Render every one of the records below as a JSON list of strings, one string per line, leaving out blank lines.

BEGIN Data supplied

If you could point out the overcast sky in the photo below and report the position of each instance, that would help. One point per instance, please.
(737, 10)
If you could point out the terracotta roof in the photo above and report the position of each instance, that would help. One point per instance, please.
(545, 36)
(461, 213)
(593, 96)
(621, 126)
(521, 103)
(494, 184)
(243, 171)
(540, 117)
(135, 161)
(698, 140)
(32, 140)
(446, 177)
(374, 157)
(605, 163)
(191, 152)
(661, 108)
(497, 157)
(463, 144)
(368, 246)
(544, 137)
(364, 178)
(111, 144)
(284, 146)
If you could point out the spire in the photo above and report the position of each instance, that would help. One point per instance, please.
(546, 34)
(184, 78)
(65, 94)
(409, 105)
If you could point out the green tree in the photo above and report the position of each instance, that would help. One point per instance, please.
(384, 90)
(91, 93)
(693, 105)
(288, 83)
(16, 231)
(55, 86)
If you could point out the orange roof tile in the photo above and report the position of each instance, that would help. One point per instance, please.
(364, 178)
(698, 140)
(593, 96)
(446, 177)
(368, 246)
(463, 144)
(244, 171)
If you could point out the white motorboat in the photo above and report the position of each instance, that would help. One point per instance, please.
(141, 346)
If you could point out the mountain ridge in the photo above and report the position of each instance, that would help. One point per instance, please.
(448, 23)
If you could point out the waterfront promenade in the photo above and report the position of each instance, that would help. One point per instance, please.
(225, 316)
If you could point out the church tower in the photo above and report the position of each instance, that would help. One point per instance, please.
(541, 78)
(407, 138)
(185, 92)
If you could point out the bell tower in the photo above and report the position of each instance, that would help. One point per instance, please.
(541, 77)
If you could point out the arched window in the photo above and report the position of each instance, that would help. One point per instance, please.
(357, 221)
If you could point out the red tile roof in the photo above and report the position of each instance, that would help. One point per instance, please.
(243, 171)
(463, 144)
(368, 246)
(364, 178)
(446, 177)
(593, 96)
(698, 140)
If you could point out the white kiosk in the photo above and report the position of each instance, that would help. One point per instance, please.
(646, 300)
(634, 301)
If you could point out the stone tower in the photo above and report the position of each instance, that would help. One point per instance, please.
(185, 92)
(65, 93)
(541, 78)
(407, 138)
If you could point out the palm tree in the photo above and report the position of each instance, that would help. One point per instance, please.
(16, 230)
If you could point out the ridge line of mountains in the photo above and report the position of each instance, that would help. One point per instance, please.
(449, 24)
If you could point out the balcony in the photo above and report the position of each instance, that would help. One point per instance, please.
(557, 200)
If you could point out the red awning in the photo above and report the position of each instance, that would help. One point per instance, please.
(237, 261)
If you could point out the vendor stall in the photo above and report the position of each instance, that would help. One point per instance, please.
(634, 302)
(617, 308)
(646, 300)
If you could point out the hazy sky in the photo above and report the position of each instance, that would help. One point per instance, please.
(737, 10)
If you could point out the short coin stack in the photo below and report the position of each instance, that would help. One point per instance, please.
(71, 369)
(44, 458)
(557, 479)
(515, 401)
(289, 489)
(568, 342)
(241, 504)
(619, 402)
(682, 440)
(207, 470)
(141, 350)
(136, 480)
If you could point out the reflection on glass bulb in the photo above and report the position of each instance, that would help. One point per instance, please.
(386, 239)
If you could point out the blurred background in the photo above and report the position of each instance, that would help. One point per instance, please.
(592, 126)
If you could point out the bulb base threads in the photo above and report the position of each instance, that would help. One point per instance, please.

END Data supplied

Answer >>
[
  "If you could point out the overcast sky in the photo below and report the position of each instance, that would help. One point per instance, please.",
  "(737, 10)",
  "If you could point out the terracotta roof in the photo above and report the position of each instance, that would help. One point per instance, please.",
  "(545, 36)",
  "(461, 213)",
  "(593, 96)",
  "(621, 126)",
  "(521, 103)",
  "(494, 184)",
  "(243, 171)",
  "(540, 117)",
  "(135, 161)",
  "(698, 140)",
  "(32, 140)",
  "(446, 177)",
  "(374, 157)",
  "(605, 163)",
  "(191, 152)",
  "(661, 108)",
  "(497, 157)",
  "(463, 144)",
  "(368, 246)",
  "(544, 137)",
  "(364, 178)",
  "(111, 144)",
  "(284, 146)",
  "If you could point out the spire in the photo above and report the position of each instance, that would help. One point per instance, please.",
  "(546, 34)",
  "(184, 78)",
  "(65, 94)",
  "(409, 105)",
  "If you could point out the green tree in the photo above and report the position of each instance, that would help. One point per instance, please.",
  "(384, 90)",
  "(91, 93)",
  "(693, 105)",
  "(288, 83)",
  "(16, 231)",
  "(55, 86)",
  "If you could point out the orange roof tile in the photo above and report the position of each instance, that would help. One point per instance, please.",
  "(364, 178)",
  "(698, 140)",
  "(593, 96)",
  "(446, 177)",
  "(368, 246)",
  "(463, 144)",
  "(244, 171)",
  "If you could point out the white motorboat in the photo above and report the position of each instance, that would help. One point per instance, please.",
  "(141, 346)",
  "If you could point out the mountain ridge in the photo above and report the position of each instance, that would help. One point per instance, please.",
  "(448, 23)",
  "If you could point out the waterfront promenade in the photo above and report the position of each instance, that would help. One point per instance, please.",
  "(225, 316)",
  "If you could point out the church tower in the photo above and report the position of each instance, that would help. One point per instance, please.",
  "(541, 78)",
  "(407, 138)",
  "(185, 92)",
  "If you could point out the bell tower in the photo above and report the position of each instance, that would help. One point per instance, please.",
  "(541, 77)",
  "If you could point out the arched window in the photo above and report the position of each instance, that would help. One point per instance, please.",
  "(357, 221)",
  "If you could point out the red tile roof in the photo above and report the position of each instance, that would help. One point per instance, please.",
  "(243, 171)",
  "(463, 144)",
  "(368, 246)",
  "(364, 178)",
  "(446, 177)",
  "(593, 96)",
  "(698, 140)",
  "If you could point out the white kiosk in the photo above and report the position of each instance, that would help. One point per instance, please.",
  "(646, 300)",
  "(634, 301)",
  "If you could point out the stone tower in the photo above and report the position of each instance, that would help. One point per instance, please.",
  "(185, 92)",
  "(65, 93)",
  "(541, 78)",
  "(407, 138)",
  "If you could point out the palm tree in the photo above and report the position of each instance, that would help. One point per instance, please.",
  "(16, 230)",
  "If you could point out the ridge line of mountains in the photo above and report the position of each instance, that would help. One point per instance, please.",
  "(449, 24)",
  "If you could point out the balcony in the photo above and report the position of each instance, that would help. One point per instance, please.",
  "(557, 200)",
  "If you could point out the red awning in the photo above and report the position of each instance, that would help. One point per instance, please.",
  "(237, 261)",
  "If you could point out the vendor stall in the photo above and report the position of each instance, that would help. One point per instance, please.",
  "(634, 302)",
  "(617, 308)",
  "(646, 300)",
  "If you could point out the hazy sky in the photo above and report the position of each instance, that would help. One point per instance, please.",
  "(737, 10)",
  "If you could point out the short coin stack in the photo below and report the position of each instance, that would help. One point per instance, please.",
  "(71, 369)",
  "(44, 458)",
  "(557, 479)",
  "(515, 401)",
  "(289, 489)",
  "(568, 342)",
  "(241, 504)",
  "(619, 402)",
  "(682, 440)",
  "(207, 470)",
  "(141, 350)",
  "(136, 480)",
  "If you could point out the reflection on glass bulb in the photo above and report the position of each instance, that would help. One point per instance, please.",
  "(386, 239)",
  "If you could point out the blurred background in the photo above and report the position of each instance, that would help. One point per instance, please.",
  "(592, 126)",
  "If you could point out the bulb base threads in the photo above and report the position of each instance, that would help. One point per instance, please."
]